== Extract ==
# Buying first handgun: XD or XDM, barrel length...



## mvs90 (Dec 28, 2012)

Hi to all!

I'm an american that has been living in europe for the past decade, and now that I'm going back to the states one of the first things I'm thinking of is getting a gun. Mostly for target practice, but if I ever need to use it in self defense I wouldn't like to be caught with a bb gun either. I've looked at a couple models, but I always end up looking at the Springfield Armory XD osDM, so I'm pretty sure I will end up getting one of those. I don't think that the XDM has any significant advantage over the XD, but for the 100$ difference, I think it has enough modification to justify the extra cost, but then again, it depends on what price I find both guns for. If you have any recomendations of where to buy a gun in south Florida, around Miami, that would be great, either shops or internet. And if you have opinions in the XD or XDM, thats welcome to. I would have lived the .450acp model, but given the price difference for the ammo, I think i'm going to go 9mm.

Basically where I have most doubt is the barrel length. What I have seen is that for the XD or XDM, there is 4, 4.08, 4.50 and 5" barrel lengths as far as I remembered. Could anyone give me a recomendation about that? I like the idea of 4.5 for the XDM, or 5 for the XD Tactical, but should I consider the models of 4"? I don't intend on it being a concealed carry gun, and if I ever did, I don't care about the extra length or weight.

Thanks ahead for all the help!


----------



## TheLAGuy (Nov 28, 2012)

I just got my first one in 9mm, cheaper on the ammo so you can get comfortable with it enough and the recoil isn't as strong as a .40, or .45.

Everyone gave me the advice to hit up the range and try a few out! It's worth the $100 to sample a few and go from there.

Good luck!

P.S. Is it that easy to get CCW in Miami? Surprising.....


----------



## bowserb (May 21, 2012)

The XDm will return a big portion of the purchase premium if you sell it later. It has some functional improvements as well for take down, and it has the multiple backstraps. The polished feed ramp is also nice. Match grade barrel...mostly marketing as far as I can tell.

Size. For me, the grip length is important, as I need to be able to hold the gun securely, and SA's compacts don't work for me in that respect. Ideal for concealed carry for me would be the frame from a 4.5 inch with a 3.8 inch barrel, in whatever caliber, although I prefer .45acp. Compromise is the full size XDm-45 4.5". Lighter than a 1911, but still a big gun.

If Diane Feinstein comes for your hi cap mags, you might want to at least have big bullets in your gun after she leaves. So far she doesn't care how big a round you carry, so long as you don't have more than ten of them. Do I see a return of the Desert Eagle in .50AE?
===
> **Exercises**:
1. In the handgun thread, which caliber does mvs90 expect to go with?
2. Do these statements agree with the handgun thread? Answer yes or no for each, quoting the deciding words.
(a) bowserb thinks the XDm's match grade barrel is mostly marketing.
(b) mvs90 plans to use the gun for concealed carry.
(c) TheLAGuy says 9mm has stronger recoil than .40 or .45.
3. Pick up the handgun thread after its final sentence and carry it on.
== Entries supplied ==
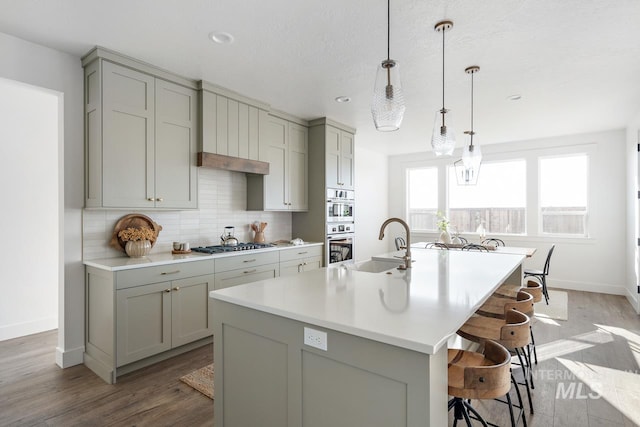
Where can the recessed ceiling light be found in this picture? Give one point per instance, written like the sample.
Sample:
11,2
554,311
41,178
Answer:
221,37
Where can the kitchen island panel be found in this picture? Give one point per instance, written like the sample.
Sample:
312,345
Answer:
263,364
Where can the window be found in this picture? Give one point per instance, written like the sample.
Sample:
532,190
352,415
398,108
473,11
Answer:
563,194
422,198
498,201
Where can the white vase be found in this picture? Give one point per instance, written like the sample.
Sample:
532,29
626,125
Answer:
445,237
137,248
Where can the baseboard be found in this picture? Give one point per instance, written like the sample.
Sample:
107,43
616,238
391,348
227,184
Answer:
602,288
68,358
632,297
16,330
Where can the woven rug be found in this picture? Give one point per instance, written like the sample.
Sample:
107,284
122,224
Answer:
557,308
201,379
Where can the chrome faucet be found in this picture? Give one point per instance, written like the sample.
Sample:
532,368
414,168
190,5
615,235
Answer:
407,255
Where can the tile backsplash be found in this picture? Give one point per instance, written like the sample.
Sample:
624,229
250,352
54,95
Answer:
222,200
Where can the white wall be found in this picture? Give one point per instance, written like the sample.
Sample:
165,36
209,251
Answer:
29,170
633,214
371,188
40,66
594,264
222,201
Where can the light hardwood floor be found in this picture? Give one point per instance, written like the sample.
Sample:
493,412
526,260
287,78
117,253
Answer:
598,347
588,371
35,392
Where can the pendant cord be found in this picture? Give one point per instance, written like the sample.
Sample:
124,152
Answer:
388,29
443,31
472,109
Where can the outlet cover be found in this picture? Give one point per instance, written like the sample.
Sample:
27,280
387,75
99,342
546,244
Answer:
314,338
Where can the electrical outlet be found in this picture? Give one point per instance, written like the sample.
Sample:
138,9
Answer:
317,339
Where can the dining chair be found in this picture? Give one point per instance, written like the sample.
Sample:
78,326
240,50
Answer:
474,247
493,241
541,275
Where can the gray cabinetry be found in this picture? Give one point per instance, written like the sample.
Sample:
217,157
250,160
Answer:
339,155
232,125
240,269
139,316
286,148
140,133
298,260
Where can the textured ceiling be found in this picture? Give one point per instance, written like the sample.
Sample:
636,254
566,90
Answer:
574,62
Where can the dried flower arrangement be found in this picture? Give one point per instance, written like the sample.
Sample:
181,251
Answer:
135,234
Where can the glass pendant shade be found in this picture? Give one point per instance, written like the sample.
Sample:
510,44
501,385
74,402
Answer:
387,107
443,139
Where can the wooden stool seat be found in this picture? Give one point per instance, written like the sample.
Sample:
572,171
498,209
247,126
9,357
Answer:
479,375
497,306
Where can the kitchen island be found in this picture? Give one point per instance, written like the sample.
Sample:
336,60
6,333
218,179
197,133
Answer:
342,347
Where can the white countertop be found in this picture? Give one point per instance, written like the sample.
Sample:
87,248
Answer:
126,263
418,309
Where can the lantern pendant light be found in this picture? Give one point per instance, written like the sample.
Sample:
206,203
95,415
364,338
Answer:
468,168
387,107
443,139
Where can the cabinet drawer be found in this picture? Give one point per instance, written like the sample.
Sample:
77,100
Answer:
245,275
162,273
237,262
300,252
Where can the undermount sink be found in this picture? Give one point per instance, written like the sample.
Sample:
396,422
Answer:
375,266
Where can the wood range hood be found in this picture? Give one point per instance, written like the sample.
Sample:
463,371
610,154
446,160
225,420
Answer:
219,161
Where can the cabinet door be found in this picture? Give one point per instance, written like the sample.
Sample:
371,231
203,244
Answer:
251,274
128,138
143,322
175,146
332,140
190,309
346,160
276,192
298,167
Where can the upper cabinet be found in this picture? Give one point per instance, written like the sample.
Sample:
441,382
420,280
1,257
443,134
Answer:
140,136
339,157
232,125
286,148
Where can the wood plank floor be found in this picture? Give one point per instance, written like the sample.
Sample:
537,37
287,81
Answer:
598,347
35,392
588,372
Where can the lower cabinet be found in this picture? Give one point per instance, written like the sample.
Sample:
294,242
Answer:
298,260
140,316
240,269
155,318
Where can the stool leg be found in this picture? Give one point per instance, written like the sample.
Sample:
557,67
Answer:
526,379
533,344
475,413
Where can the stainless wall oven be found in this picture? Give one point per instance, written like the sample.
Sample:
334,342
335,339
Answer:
340,205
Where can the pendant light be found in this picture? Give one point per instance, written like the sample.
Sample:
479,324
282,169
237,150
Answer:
388,107
443,139
468,168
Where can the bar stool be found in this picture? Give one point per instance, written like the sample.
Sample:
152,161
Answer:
512,332
497,306
474,375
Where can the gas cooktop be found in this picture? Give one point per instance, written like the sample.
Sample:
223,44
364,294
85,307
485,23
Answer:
239,247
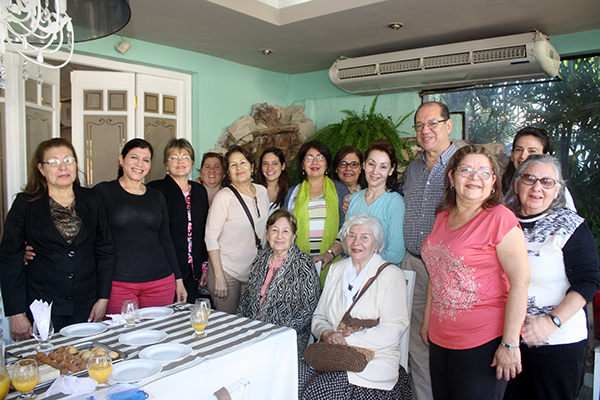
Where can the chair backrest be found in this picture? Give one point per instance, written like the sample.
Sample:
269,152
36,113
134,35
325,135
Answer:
410,289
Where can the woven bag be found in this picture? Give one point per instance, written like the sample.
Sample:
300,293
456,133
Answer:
325,357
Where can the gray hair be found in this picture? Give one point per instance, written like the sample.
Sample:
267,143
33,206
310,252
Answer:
513,201
371,222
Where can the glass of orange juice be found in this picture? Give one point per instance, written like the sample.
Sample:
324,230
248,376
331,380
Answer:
25,376
100,367
199,321
4,382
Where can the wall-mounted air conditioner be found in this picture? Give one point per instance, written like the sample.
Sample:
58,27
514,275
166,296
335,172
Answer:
508,58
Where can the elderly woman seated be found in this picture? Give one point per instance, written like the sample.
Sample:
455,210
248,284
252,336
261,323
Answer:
283,287
384,301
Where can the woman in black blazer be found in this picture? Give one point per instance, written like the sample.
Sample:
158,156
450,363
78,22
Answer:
74,250
187,230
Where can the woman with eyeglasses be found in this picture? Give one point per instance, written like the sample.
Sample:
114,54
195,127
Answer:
235,230
381,200
211,174
530,140
272,174
67,226
348,163
476,257
187,203
146,267
565,276
317,202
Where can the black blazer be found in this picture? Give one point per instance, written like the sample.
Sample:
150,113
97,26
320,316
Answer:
71,276
178,222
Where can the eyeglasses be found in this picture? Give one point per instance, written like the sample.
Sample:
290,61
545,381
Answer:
467,172
353,165
430,124
530,180
55,162
175,159
311,158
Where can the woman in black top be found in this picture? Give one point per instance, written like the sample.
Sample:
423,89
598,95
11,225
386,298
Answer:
146,268
187,202
67,226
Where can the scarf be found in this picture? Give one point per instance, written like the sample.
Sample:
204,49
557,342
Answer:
332,220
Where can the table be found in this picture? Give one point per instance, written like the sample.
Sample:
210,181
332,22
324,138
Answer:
235,348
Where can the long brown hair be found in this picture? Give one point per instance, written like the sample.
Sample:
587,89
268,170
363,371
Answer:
449,200
36,182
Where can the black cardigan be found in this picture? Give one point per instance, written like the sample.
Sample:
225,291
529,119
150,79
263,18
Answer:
72,276
178,222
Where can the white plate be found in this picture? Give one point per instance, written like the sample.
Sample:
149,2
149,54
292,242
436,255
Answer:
154,312
84,329
142,337
134,370
166,352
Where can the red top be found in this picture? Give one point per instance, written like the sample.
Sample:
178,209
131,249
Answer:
468,284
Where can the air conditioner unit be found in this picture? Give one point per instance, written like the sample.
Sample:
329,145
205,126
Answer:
508,58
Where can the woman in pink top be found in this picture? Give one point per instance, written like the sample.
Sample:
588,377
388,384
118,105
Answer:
476,256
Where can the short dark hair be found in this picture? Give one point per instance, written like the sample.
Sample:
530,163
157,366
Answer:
449,200
36,183
178,144
136,143
444,112
321,148
387,147
284,180
542,135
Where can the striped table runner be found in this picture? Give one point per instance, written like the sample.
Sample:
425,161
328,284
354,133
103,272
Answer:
226,333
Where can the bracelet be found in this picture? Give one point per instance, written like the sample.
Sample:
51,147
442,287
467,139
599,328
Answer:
===
> **Set of answers**:
1. 9mm, because of the price difference for the ammo.

2.
(a) Yes: "Match grade barrel...mostly marketing as far as I can tell."
(b) No: "I don't intend on it being a concealed carry gun"
(c) No: "the recoil isn't as strong as a .40, or .45."

3.
----------



## jakeleinen1 (Jul 20, 2011)

Definitely get an XDm if you get a Springfield. The m is worth the extra money


----------



## Steve M1911A1 (Feb 6, 2008)

Short-barrel handguns are hard to shoot accurately and well. Lots of practice is required.
Short-handled handguns are hard to control during recoil. Lots of practice is required.

It's pretty easy to conceal a large handgun. You might be surprised at just how easy it is.
It has a lot to do with the angle of its holster, and how much you practice with it.

Since you are a beginner, the best learning tool, in my own experience, is the heaviest handgun you can conveniently carry (once you've learned how to shoot well).
That implies a relatively long barrel, too. You might, therefore, consider the 4.5"-barrel version to be a good compromise between learning tool and carry gun.


----------



## bowserb (May 21, 2012)

Steve M1911A1 said:


> Short-barrel handguns are hard to shoot accurately and well. Lots of practice is required.
> Short-handled handguns are hard to control during recoil. Lots of practice is required.
> 
> It's pretty easy to conceal a large handgun. You might be surprised at just how easy it is.
> ...


I agree 100% with what Steve has to say. I carried a Colt XSE, full size 1911 for almost a year (before I decided to go back to the XDM45 for its 14 rounds of .45 on tap). Indeed the holster makes all the difference in concealment. I normally wear the "Hawaiian" type shirt (square bottom, out of the pants) and that conceals the top of the gun in an IWB holster nicely. When I have to tuck a shirt, I use a belly band holster. It helps if you weigh more than 110 lbs, when carrying a 41oz concealed handgun.

As to being a beginner, the best money you will spend is on professional training. Ideally, get a first lesson at a range with trial/rental guns, so you can really find out what you like. There is a range here in Houston, where you pay a rental charge by the hour, and then try as many different guns as you want. I heard of one guy who did that, and at the end of the trials and his first lesson, he decided to just get pepper spray. Another guy, who as part of my deal when I sold him my Glock 19 was to split the cost of a one hour lesson, thanked me about 50 times for insisting on the professional shooting lesson. He got his CHL about two months later and now has three handguns and a rifle.

My absolute favorite IWB holster is the Comp-Tac Infidel. Unfortunately, it is still not available for the XDM45 (only the 9 and 40). I have a Secret Strike holster on order from Tucker Gun Leather...since October 8...and so far I have only promises that it will ship soon. Hmmm. Yes, my credit card was charged on Oct 8.


----------



## shaolin (Dec 31, 2012)

I bought the XDM 3.8 9mm and it is very accurate. It shoots on par with my Sig P228 and Beretta 92FS.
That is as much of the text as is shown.